Source records
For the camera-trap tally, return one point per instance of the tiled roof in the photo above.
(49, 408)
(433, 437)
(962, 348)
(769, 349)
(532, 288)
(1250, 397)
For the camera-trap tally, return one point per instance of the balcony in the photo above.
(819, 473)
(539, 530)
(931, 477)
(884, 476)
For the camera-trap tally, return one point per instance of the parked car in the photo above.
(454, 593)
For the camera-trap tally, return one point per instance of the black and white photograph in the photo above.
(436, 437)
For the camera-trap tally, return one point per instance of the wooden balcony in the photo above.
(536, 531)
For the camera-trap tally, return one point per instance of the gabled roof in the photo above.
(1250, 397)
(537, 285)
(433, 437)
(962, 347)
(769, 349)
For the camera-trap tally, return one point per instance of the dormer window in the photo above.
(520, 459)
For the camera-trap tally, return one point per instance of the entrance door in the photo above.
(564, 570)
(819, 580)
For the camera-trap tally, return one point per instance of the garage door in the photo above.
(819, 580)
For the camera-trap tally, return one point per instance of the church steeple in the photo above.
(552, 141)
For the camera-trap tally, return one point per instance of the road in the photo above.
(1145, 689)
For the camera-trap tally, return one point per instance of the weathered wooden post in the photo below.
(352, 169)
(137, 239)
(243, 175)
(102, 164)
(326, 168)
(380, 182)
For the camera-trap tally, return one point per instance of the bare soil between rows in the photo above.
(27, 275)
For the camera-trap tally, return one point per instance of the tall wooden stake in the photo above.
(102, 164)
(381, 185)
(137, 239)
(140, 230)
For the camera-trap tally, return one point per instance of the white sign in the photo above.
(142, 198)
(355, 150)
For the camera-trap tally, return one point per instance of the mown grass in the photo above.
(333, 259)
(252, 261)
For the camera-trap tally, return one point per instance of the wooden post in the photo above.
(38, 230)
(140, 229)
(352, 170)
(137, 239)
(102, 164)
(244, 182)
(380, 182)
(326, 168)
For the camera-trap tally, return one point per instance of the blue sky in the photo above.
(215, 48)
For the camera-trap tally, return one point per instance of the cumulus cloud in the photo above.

Task prompt
Reproduce the entire listing above word for word, from its first line through its last.

Exercise response
For the camera-trap tally, return one point per instance of the tiled roof in the photo above.
(49, 408)
(433, 437)
(962, 348)
(769, 349)
(532, 288)
(1250, 397)
For the camera-trap tally, return one point per instance of the balcony in the photo above.
(819, 473)
(539, 530)
(931, 477)
(884, 476)
For the camera-trap tally, return one point per instance of the parked car in the photo above.
(454, 593)
For the camera-trap tally, return one point per instance of the black and white photograph in the photo above.
(436, 437)
For the camera-trap tally, return one point per instance of the wooden balcony in the photo above.
(536, 531)
For the camera-trap tally, return one point per instance of the gabled roof in the photo above.
(1250, 397)
(537, 285)
(433, 437)
(962, 347)
(769, 349)
For the camera-trap tally, return one point per instance of the dormer window in the photo above.
(520, 459)
For the camera-trap tally, return one point per instance of the entrance door in the photo above.
(564, 570)
(819, 580)
For the camera-trap tally, return one point per instance of the garage door in the photo above.
(819, 580)
For the camera-trap tally, return one point per instance of the church steeple in the photo above.
(552, 141)
For the camera-trap tally, return one point per instance of the road in the photo above.
(1145, 689)
For the camera-trap tally, return one point per instance of the weathered wooden post in the photo below.
(352, 169)
(137, 239)
(243, 175)
(102, 164)
(326, 168)
(380, 182)
For the camera-trap tally, return one point per instance of the bare soil between rows in the photo above.
(27, 275)
For the camera-trap tally, return one point per instance of the tall wooden stake in the photo above.
(102, 164)
(381, 185)
(137, 239)
(140, 230)
For the camera-trap tally, return one point per instance of the white sign in the photo above.
(142, 198)
(355, 150)
For the camera-trap tally, return one point per instance of the mown grass in the photo above.
(333, 259)
(252, 261)
For the camera-trap tally, return one point per instance of the wooden post in the photo above.
(38, 230)
(140, 229)
(352, 170)
(137, 239)
(102, 164)
(244, 182)
(380, 182)
(326, 168)
For the camera-trap tally, return one point per instance of the blue sky in the photo above.
(215, 48)
For the camera-trap tally, return one point per instance of the cumulus cloud in the photo above.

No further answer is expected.